▶ **Provided passage**
## begin
After two years of it (novitiate), I got my SJ degree, which I relinquished many years later but would rather not go into right now.

Even so, much of it has stuck. At Mass, for instance, I often enter the zone of prayer and meditation, which makes me a poor participant in the liturgy.

Doesn’t mean I think of nothing else (distractions, you know) or that I am superior to the fellow or gal next to me who belts out the songs and other responses.

In fact, you could argue I’m not as good because I seem to reject the communal aspect that characterizes today’s liturgy.

So allow me to hang my head in shame at that, asking only for tolerance, OK? I am what I am, stuff happens, and all that. Bear with me.

However . . .

Do we not exceed the limits of liturgical propriety sometimes when, for instance, we extend handclasp of peace to other pew-sitters far and wide, even getting out of our pews to hug and chat?

Just asking, don’t get mad.

Communion time also. What about our meeting and greeting on way to the communion station?

Ushers do it. They are the souls of geniality as if they were the host greeting you at the door of a party.

And they and others seem sometimes to take it amiss if you don’t participate, like the old gent at Ascension-Oak Park a few years back who stood where communion-goers passed, glad-handing one and all. I didn’t go along, and the fellow was surprised and wounded.

It happens. We get carried away with our communality.

Something missing? Sense of the sacred, anyone? The R-word, reverence?

Communion time at a Mass of burial, an arguably solemn time on an arguably solemn occasion: Worshiper who has participated lustily throughout Mass thinks of something to call to another’s attention, does so.

But the other is in a zone and working on staying there and can only nod and turn back.

Later, returning from communion, same worshiper has to pass others to get to his place in the pew, puts head down and looks straight ahead. Others for whom this is a social occasion seem not sure about this, wondering what gives with this fellow.

I ask you.

Is something missing that used to be there at Mass? What was missing from the Mass of old, a certain on-site communality, has replaced the prayer-and-meditation aspect.
## end
▶ **Listed entries**
## begin
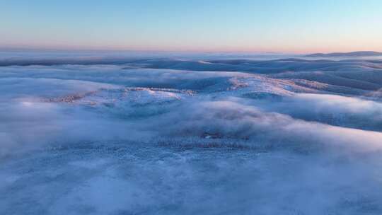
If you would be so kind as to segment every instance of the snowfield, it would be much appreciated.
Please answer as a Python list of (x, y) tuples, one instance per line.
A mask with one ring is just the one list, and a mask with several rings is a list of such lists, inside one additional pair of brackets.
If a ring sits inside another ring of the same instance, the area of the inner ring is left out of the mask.
[(382, 214), (381, 59), (4, 56), (0, 214)]

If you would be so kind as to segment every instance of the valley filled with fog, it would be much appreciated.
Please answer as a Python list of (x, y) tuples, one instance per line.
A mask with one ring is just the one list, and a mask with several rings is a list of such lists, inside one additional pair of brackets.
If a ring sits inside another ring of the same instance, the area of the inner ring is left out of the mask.
[(1, 214), (382, 214), (382, 59), (71, 56), (0, 54)]

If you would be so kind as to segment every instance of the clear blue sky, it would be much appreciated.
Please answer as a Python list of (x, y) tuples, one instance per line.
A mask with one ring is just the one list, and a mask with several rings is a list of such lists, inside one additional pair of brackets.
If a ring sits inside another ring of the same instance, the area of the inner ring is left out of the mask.
[(0, 47), (382, 51), (382, 1), (0, 0)]

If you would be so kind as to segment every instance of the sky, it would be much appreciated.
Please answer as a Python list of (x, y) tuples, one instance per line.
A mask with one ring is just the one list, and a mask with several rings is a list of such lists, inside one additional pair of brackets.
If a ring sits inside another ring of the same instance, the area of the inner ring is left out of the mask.
[(0, 47), (382, 52), (380, 0), (0, 0)]

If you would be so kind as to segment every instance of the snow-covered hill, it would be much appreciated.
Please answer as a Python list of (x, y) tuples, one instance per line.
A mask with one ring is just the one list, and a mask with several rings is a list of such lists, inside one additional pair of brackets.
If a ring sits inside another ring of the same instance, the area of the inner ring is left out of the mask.
[(0, 61), (1, 214), (381, 214), (382, 61)]

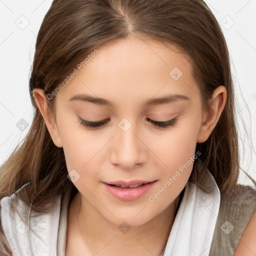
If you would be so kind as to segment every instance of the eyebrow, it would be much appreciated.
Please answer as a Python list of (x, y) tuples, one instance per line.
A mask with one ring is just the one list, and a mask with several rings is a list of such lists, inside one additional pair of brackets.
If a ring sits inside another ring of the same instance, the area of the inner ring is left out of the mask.
[[(160, 104), (166, 104), (166, 103), (174, 102), (177, 100), (190, 100), (190, 98), (184, 95), (180, 94), (170, 94), (164, 97), (150, 98), (146, 102), (146, 106), (159, 105)], [(98, 97), (96, 98), (85, 94), (78, 94), (74, 95), (70, 98), (69, 100), (81, 100), (82, 102), (90, 102), (96, 105), (106, 105), (110, 108), (114, 106), (113, 104), (108, 100)]]

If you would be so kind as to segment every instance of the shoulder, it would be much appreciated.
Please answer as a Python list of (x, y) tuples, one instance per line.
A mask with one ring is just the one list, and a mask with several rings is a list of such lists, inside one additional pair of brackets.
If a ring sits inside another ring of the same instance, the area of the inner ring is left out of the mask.
[(255, 224), (256, 210), (256, 189), (250, 186), (238, 184), (229, 195), (222, 196), (210, 256), (233, 256), (242, 243), (244, 233), (248, 240), (246, 228), (250, 231)]
[(256, 212), (242, 233), (234, 256), (251, 256), (256, 254)]
[(44, 255), (44, 248), (47, 248), (51, 255), (54, 254), (60, 199), (60, 195), (52, 200), (54, 205), (50, 212), (40, 212), (32, 210), (16, 193), (2, 198), (2, 234), (8, 242), (6, 246), (14, 254), (27, 255), (30, 252), (35, 255)]

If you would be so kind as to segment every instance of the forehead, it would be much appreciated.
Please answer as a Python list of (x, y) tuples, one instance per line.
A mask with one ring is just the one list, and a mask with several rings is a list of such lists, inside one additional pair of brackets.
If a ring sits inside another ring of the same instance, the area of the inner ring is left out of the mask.
[(134, 36), (104, 44), (60, 94), (68, 100), (84, 93), (118, 105), (128, 98), (198, 94), (188, 58), (171, 48), (175, 52), (166, 44)]

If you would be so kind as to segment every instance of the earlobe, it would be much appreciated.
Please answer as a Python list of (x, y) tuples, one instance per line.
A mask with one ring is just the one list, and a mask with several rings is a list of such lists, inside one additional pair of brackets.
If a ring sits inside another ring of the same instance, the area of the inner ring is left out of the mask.
[(62, 148), (62, 144), (56, 120), (52, 112), (49, 110), (44, 90), (38, 88), (34, 89), (33, 96), (44, 120), (52, 142), (56, 146)]
[(223, 86), (219, 86), (213, 92), (209, 102), (210, 109), (204, 112), (202, 117), (202, 124), (198, 135), (198, 143), (204, 142), (209, 138), (224, 109), (226, 96), (226, 90)]

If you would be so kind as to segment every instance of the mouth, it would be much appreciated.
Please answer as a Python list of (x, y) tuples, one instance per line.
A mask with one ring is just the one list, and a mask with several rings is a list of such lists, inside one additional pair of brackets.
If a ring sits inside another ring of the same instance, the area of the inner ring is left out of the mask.
[(117, 181), (104, 182), (103, 184), (107, 191), (115, 198), (122, 200), (130, 201), (138, 199), (146, 194), (156, 181)]
[(144, 185), (146, 185), (146, 184), (148, 184), (148, 183), (150, 183), (150, 182), (146, 182), (146, 183), (142, 183), (140, 184), (136, 184), (135, 185), (120, 185), (120, 184), (108, 184), (108, 185), (112, 186), (116, 186), (117, 188), (138, 188), (139, 186), (144, 186)]

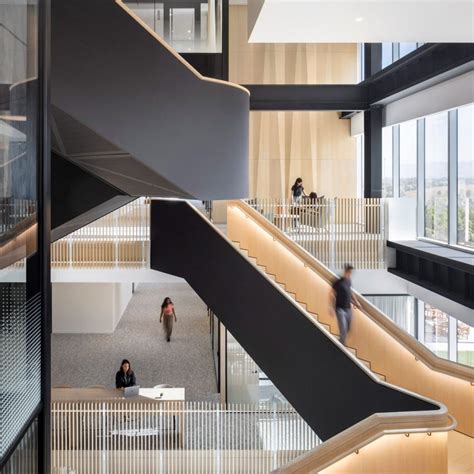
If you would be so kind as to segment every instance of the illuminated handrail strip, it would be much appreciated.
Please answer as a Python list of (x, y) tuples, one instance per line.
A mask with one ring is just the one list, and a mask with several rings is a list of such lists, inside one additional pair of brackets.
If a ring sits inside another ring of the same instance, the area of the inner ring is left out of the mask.
[(351, 263), (385, 268), (386, 203), (377, 198), (246, 201), (307, 252), (333, 269)]

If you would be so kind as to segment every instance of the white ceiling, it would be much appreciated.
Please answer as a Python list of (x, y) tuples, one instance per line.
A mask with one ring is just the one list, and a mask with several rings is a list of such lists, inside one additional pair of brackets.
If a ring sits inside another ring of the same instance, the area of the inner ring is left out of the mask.
[[(474, 42), (474, 0), (247, 3), (249, 41), (254, 43)], [(250, 14), (260, 7), (258, 14)]]

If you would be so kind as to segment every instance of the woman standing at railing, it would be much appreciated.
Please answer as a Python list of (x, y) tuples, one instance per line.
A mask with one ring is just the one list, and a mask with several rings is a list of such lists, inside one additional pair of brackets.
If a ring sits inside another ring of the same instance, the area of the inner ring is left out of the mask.
[(301, 178), (296, 178), (295, 184), (291, 187), (291, 197), (293, 198), (293, 202), (299, 203), (302, 196), (306, 196), (303, 180)]
[[(173, 321), (174, 320), (174, 321)], [(170, 342), (171, 333), (173, 332), (173, 322), (176, 322), (176, 313), (171, 298), (166, 297), (161, 305), (160, 323), (163, 321), (163, 328), (166, 333), (166, 340)]]

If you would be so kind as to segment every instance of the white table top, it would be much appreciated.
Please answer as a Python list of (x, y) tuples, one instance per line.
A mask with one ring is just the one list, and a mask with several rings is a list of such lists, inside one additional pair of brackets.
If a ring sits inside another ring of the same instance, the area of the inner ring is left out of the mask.
[(185, 389), (173, 388), (140, 388), (135, 397), (123, 396), (123, 391), (116, 388), (53, 388), (51, 390), (53, 402), (80, 402), (80, 401), (184, 401)]

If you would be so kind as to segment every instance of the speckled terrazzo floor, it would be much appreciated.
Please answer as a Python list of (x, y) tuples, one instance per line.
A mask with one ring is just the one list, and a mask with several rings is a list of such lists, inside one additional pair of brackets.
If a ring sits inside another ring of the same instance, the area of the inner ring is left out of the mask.
[[(170, 296), (178, 322), (171, 342), (159, 324), (159, 307)], [(185, 282), (141, 283), (115, 332), (53, 334), (52, 385), (114, 385), (123, 358), (142, 387), (185, 387), (186, 399), (218, 401), (206, 305)]]

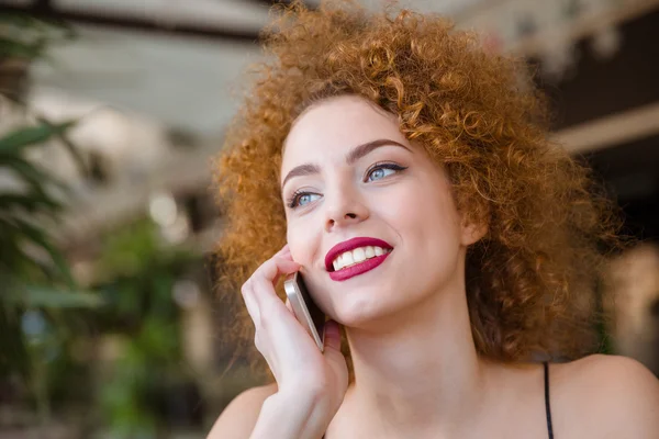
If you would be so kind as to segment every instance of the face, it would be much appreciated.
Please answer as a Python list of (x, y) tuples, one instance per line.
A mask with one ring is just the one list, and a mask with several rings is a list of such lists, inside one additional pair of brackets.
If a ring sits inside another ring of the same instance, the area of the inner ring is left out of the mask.
[(463, 278), (462, 225), (447, 176), (357, 97), (308, 109), (281, 167), (287, 238), (321, 308), (361, 326), (420, 306)]

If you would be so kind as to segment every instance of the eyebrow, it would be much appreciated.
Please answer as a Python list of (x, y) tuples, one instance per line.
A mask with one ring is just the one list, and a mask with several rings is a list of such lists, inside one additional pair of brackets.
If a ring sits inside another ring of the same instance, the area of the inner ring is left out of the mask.
[[(410, 153), (412, 153), (412, 150), (409, 147), (401, 143), (388, 138), (379, 138), (377, 140), (367, 142), (353, 148), (346, 156), (346, 162), (348, 165), (354, 165), (357, 160), (367, 156), (373, 149), (377, 149), (382, 146), (400, 146), (401, 148), (405, 148)], [(293, 169), (291, 169), (291, 171), (286, 176), (283, 182), (281, 183), (281, 187), (283, 188), (286, 185), (286, 182), (292, 179), (293, 177), (312, 176), (314, 173), (319, 173), (320, 171), (321, 168), (317, 165), (313, 164), (304, 164), (297, 166)]]

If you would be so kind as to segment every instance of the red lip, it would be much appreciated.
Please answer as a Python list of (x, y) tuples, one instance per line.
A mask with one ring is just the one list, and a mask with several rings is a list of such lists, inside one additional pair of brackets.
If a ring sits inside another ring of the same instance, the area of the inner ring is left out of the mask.
[(336, 246), (332, 247), (325, 256), (325, 269), (330, 272), (330, 277), (333, 280), (345, 280), (351, 278), (353, 275), (361, 274), (362, 272), (372, 270), (373, 268), (382, 263), (387, 256), (389, 256), (389, 252), (387, 252), (382, 256), (367, 259), (366, 261), (359, 264), (339, 271), (334, 271), (334, 266), (332, 264), (332, 262), (334, 261), (334, 259), (336, 259), (338, 255), (358, 247), (366, 246), (377, 246), (388, 250), (393, 248), (389, 243), (383, 241), (382, 239), (368, 237), (358, 237), (339, 243)]

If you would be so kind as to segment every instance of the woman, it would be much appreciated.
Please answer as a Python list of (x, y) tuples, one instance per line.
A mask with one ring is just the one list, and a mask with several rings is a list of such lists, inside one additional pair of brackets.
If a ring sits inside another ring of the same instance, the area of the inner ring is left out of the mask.
[[(659, 437), (655, 378), (583, 357), (615, 224), (522, 63), (406, 11), (276, 26), (217, 171), (223, 269), (276, 383), (210, 437)], [(276, 292), (298, 270), (323, 353)]]

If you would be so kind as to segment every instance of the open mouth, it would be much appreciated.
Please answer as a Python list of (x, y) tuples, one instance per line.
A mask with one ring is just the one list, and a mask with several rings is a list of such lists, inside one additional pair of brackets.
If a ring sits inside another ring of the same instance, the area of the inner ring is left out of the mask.
[(377, 238), (353, 238), (334, 246), (325, 257), (330, 278), (344, 281), (378, 267), (393, 251), (393, 247)]
[(345, 251), (338, 255), (332, 261), (332, 269), (330, 271), (339, 271), (349, 267), (354, 267), (358, 263), (376, 258), (378, 256), (386, 255), (391, 251), (391, 248), (382, 248), (379, 246), (366, 246), (357, 247), (353, 250)]

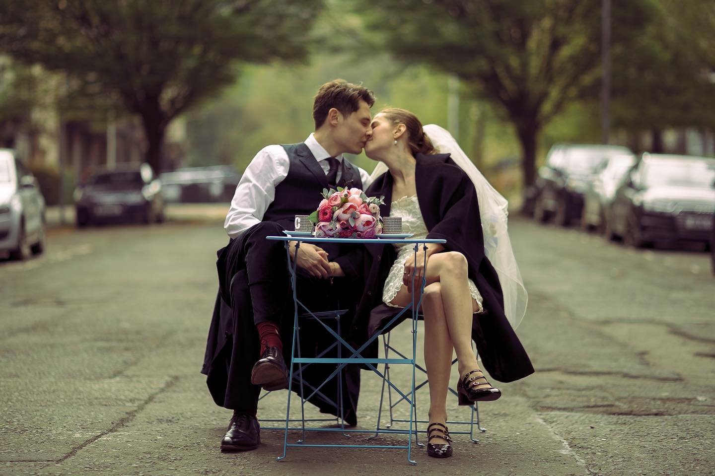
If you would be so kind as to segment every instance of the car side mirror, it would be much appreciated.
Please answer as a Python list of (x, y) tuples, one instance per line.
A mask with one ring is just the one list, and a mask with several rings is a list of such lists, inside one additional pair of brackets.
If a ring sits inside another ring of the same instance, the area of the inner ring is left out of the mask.
[(28, 189), (37, 187), (37, 179), (31, 175), (24, 175), (20, 177), (20, 188)]

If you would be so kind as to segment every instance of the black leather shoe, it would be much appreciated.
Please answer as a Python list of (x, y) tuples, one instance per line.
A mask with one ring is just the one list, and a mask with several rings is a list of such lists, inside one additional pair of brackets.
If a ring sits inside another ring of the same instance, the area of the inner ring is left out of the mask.
[(251, 383), (264, 390), (288, 388), (288, 368), (278, 347), (266, 347), (251, 371)]
[(255, 450), (260, 442), (261, 428), (256, 417), (234, 412), (226, 435), (221, 440), (221, 451)]

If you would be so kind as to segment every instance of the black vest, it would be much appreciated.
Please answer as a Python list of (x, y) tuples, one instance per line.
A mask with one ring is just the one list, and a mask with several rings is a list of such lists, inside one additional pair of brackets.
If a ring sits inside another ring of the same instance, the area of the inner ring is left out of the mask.
[[(264, 222), (277, 222), (285, 229), (295, 229), (295, 215), (310, 215), (322, 199), (320, 193), (328, 188), (322, 167), (305, 143), (282, 146), (288, 154), (288, 175), (275, 187), (275, 198), (263, 215)], [(342, 158), (339, 187), (363, 189), (358, 167)]]

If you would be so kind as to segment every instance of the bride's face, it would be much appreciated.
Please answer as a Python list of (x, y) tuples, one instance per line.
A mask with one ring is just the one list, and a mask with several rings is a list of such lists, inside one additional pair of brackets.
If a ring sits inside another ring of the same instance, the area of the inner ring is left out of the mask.
[(365, 144), (365, 154), (373, 160), (379, 158), (395, 144), (395, 126), (381, 114), (373, 118), (373, 135)]

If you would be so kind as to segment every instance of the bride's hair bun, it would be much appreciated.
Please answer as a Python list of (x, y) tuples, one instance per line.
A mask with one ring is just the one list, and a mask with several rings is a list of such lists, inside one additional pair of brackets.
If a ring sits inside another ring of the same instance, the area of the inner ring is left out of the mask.
[(407, 128), (408, 144), (413, 155), (437, 154), (437, 150), (423, 130), (422, 123), (417, 119), (417, 116), (407, 109), (399, 107), (388, 107), (380, 111), (380, 114), (390, 119), (395, 125), (405, 124), (405, 127)]

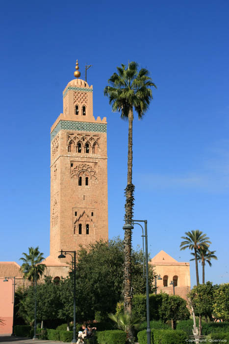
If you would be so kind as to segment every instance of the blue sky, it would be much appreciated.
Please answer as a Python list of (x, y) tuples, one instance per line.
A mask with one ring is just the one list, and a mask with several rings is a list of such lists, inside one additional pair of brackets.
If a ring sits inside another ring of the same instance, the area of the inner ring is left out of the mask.
[(0, 259), (20, 262), (38, 245), (49, 255), (50, 130), (76, 58), (83, 78), (93, 64), (94, 115), (107, 117), (109, 235), (123, 236), (127, 123), (103, 90), (129, 60), (157, 86), (133, 124), (134, 217), (148, 221), (151, 257), (189, 261), (180, 237), (199, 229), (219, 258), (206, 280), (228, 283), (228, 1), (13, 0), (1, 10)]

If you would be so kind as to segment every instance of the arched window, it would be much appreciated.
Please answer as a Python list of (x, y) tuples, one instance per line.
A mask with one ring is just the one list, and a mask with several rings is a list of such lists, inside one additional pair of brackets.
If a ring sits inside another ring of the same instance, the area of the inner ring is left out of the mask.
[(164, 287), (168, 287), (168, 276), (165, 275), (163, 278), (163, 285)]
[(75, 114), (79, 114), (79, 107), (78, 106), (78, 105), (76, 105), (76, 106), (75, 107)]
[(173, 277), (173, 282), (174, 284), (174, 287), (177, 287), (178, 286), (178, 276), (174, 276)]
[(60, 278), (58, 276), (56, 277), (54, 277), (53, 279), (53, 282), (55, 284), (59, 284), (59, 283), (60, 283)]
## end
▶ **To be done**
A) Reproduce word for word the stretch of the essay on communality at Mass from "In fact, you" through "don’t get mad.".
B) Decide whether each statement agrees with the essay on communality at Mass. Answer yes or no and quote the deciding words. (i) The writer received an SJ degree after two years of novitiate. (ii) Ushers at communion time are described as cold and distant. (iii) At Mass the writer often enters the zone of prayer and meditation.
C) List every sentence in the essay on communality at Mass that ends with a question mark.

▶ **List of solutions**
A)
In fact, you could argue I’m not as good because I seem to reject the communal aspect that characterizes today’s liturgy.

So allow me to hang my head in shame at that, asking only for tolerance, OK? I am what I am, stuff happens, and all that. Bear with me.

However . . .

Do we not exceed the limits of liturgical propriety sometimes when, for instance, we extend handclasp of peace to other pew-sitters far and wide, even getting out of our pews to hug and chat?

Just asking, don’t get mad.

B)
(i) Yes: "After two years of it (novitiate), I got my SJ degree"
(ii) No: "They are the souls of geniality as if they were the host greeting you at the door of a party."
(iii) Yes: "At Mass, for instance, I often enter the zone of prayer and meditation"

C)
1. "So allow me to hang my head in shame at that, asking only for tolerance, OK?"
2. "Do we not exceed the limits of liturgical propriety sometimes when, for instance, we extend handclasp of peace to other pew-sitters far and wide, even getting out of our pews to hug and chat?"
3. "What about our meeting and greeting on way to the communion station?"
4. "Something missing?"
5. "Sense of the sacred, anyone?"
6. "The R-word, reverence?"
7. "Is something missing that used to be there at Mass?"